**WRITTEN REQUEST**
Turn every line of the entries below into a numbered list, skipping any blank lines. Leave the pictures out of your answer.

━━━ MATERIAL PROVIDED

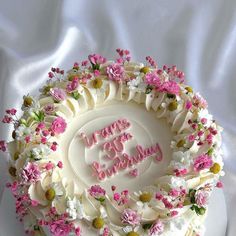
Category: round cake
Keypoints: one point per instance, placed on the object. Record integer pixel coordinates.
(114, 148)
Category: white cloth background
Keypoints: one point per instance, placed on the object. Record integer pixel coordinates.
(198, 36)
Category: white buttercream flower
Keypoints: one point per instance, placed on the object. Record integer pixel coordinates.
(22, 131)
(203, 113)
(137, 84)
(39, 152)
(75, 209)
(177, 183)
(181, 160)
(176, 224)
(32, 106)
(144, 199)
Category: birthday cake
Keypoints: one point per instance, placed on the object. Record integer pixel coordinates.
(114, 148)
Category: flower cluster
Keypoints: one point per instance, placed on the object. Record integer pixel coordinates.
(30, 173)
(124, 55)
(157, 228)
(120, 198)
(40, 126)
(59, 225)
(153, 79)
(202, 162)
(130, 217)
(115, 72)
(199, 198)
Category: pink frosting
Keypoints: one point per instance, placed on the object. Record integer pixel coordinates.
(58, 125)
(116, 127)
(125, 161)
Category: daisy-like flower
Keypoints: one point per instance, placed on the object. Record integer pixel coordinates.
(101, 223)
(30, 173)
(39, 152)
(97, 192)
(204, 115)
(54, 194)
(202, 197)
(130, 217)
(137, 84)
(144, 199)
(181, 160)
(128, 229)
(156, 229)
(75, 209)
(23, 131)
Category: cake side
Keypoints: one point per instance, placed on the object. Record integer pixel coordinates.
(47, 196)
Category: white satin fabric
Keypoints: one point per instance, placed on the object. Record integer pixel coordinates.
(198, 36)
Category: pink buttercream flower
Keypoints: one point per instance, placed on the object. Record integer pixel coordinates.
(174, 213)
(49, 109)
(96, 59)
(115, 72)
(199, 101)
(30, 173)
(202, 162)
(58, 125)
(130, 217)
(106, 232)
(97, 192)
(151, 61)
(116, 197)
(60, 228)
(191, 138)
(134, 172)
(60, 165)
(156, 229)
(153, 79)
(58, 94)
(188, 105)
(170, 87)
(7, 119)
(3, 145)
(49, 166)
(219, 184)
(73, 85)
(78, 231)
(201, 197)
(11, 111)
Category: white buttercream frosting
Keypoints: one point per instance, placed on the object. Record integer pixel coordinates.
(152, 121)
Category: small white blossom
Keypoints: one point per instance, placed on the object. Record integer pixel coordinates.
(22, 131)
(34, 107)
(40, 151)
(203, 113)
(137, 84)
(181, 160)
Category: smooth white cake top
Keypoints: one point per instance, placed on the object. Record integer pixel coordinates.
(114, 148)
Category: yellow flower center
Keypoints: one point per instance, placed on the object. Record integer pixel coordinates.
(172, 106)
(28, 101)
(50, 194)
(98, 223)
(144, 70)
(180, 143)
(132, 233)
(12, 171)
(16, 156)
(189, 89)
(145, 197)
(215, 169)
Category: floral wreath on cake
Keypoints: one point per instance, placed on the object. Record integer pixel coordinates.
(189, 179)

━━━━━━

**RESULT FOR THIS TASK**
1. Category: round cake
2. Keypoints: one point per instance, placed on the object. Record integer pixel coordinates.
3. (114, 148)
4. Category: white cloth background
5. Keypoints: one point per instance, placed on the object. Record integer pixel coordinates.
6. (198, 36)
7. Category: white buttercream flower
8. Keypoints: one point per instance, placed on the object. Record integer pixel coordinates.
9. (22, 131)
10. (203, 113)
11. (137, 84)
12. (39, 152)
13. (75, 209)
14. (177, 183)
15. (181, 160)
16. (176, 224)
17. (32, 106)
18. (144, 199)
19. Category: birthday cake
20. Keypoints: one point per instance, placed on the object. Record integer pixel coordinates.
21. (114, 148)
22. Category: flower cluster
23. Keypoints: one point per instance, placed on the object. Record integer pixel coordinates.
24. (30, 173)
25. (124, 55)
26. (157, 228)
27. (120, 198)
28. (40, 126)
29. (59, 225)
30. (153, 79)
31. (202, 162)
32. (130, 217)
33. (115, 72)
34. (199, 198)
35. Category: pink frosting
36. Keypoints: one point per instance, placed on the object. Record integer pixel coordinates.
37. (58, 125)
38. (116, 127)
39. (125, 161)
40. Category: daisy-like flower
41. Keypoints: one point per instance, placed on the object. Record integer pixel coordinates.
42. (101, 223)
43. (30, 173)
44. (39, 152)
45. (97, 192)
46. (204, 115)
47. (54, 194)
48. (202, 197)
49. (130, 217)
50. (137, 84)
51. (144, 199)
52. (181, 160)
53. (128, 229)
54. (156, 229)
55. (75, 209)
56. (23, 131)
57. Category: cake side
58. Keypoints: one point per instance, placed on the object. Record integer pixel coordinates.
59. (47, 196)
60. Category: white satin fabric
61. Keypoints: one point per instance, placed on the object. Record integer pixel coordinates.
62. (198, 36)
63. Category: pink buttercream flower
64. Keypoints: one point per instance, placed on the object. Record integer pixel coordinates.
65. (174, 213)
66. (49, 109)
67. (96, 59)
68. (115, 72)
69. (199, 101)
70. (30, 173)
71. (202, 162)
72. (58, 125)
73. (130, 217)
74. (106, 232)
75. (97, 192)
76. (151, 61)
77. (116, 197)
78. (60, 228)
79. (191, 138)
80. (134, 172)
81. (60, 165)
82. (156, 229)
83. (153, 79)
84. (58, 94)
85. (188, 105)
86. (170, 87)
87. (7, 119)
88. (3, 145)
89. (49, 166)
90. (219, 184)
91. (73, 85)
92. (78, 231)
93. (201, 197)
94. (11, 111)
95. Category: white buttercream frosting
96. Keypoints: one point per instance, placed on the object. Record integer pixel coordinates.
97. (152, 121)
98. Category: small white blossom
99. Keypoints: one point per instance, placed on the object. Record integer pixel coordinates.
100. (22, 131)
101. (34, 107)
102. (40, 151)
103. (203, 113)
104. (137, 84)
105. (181, 160)
106. Category: smooth white cake top
107. Keypoints: one point per instance, placed on the object. Record integer pixel coordinates.
108. (114, 148)
109. Category: yellow flower center
110. Keypoints: one point per instance, placed on the object. Record integer pixel coordinates.
111. (172, 106)
112. (28, 101)
113. (50, 194)
114. (98, 223)
115. (144, 70)
116. (180, 143)
117. (132, 233)
118. (12, 171)
119. (16, 156)
120. (189, 89)
121. (145, 197)
122. (215, 169)
123. Category: floral wreath on cake
124. Keypoints: one point per instance, placed on the object. Record integer pixel coordinates.
125. (189, 179)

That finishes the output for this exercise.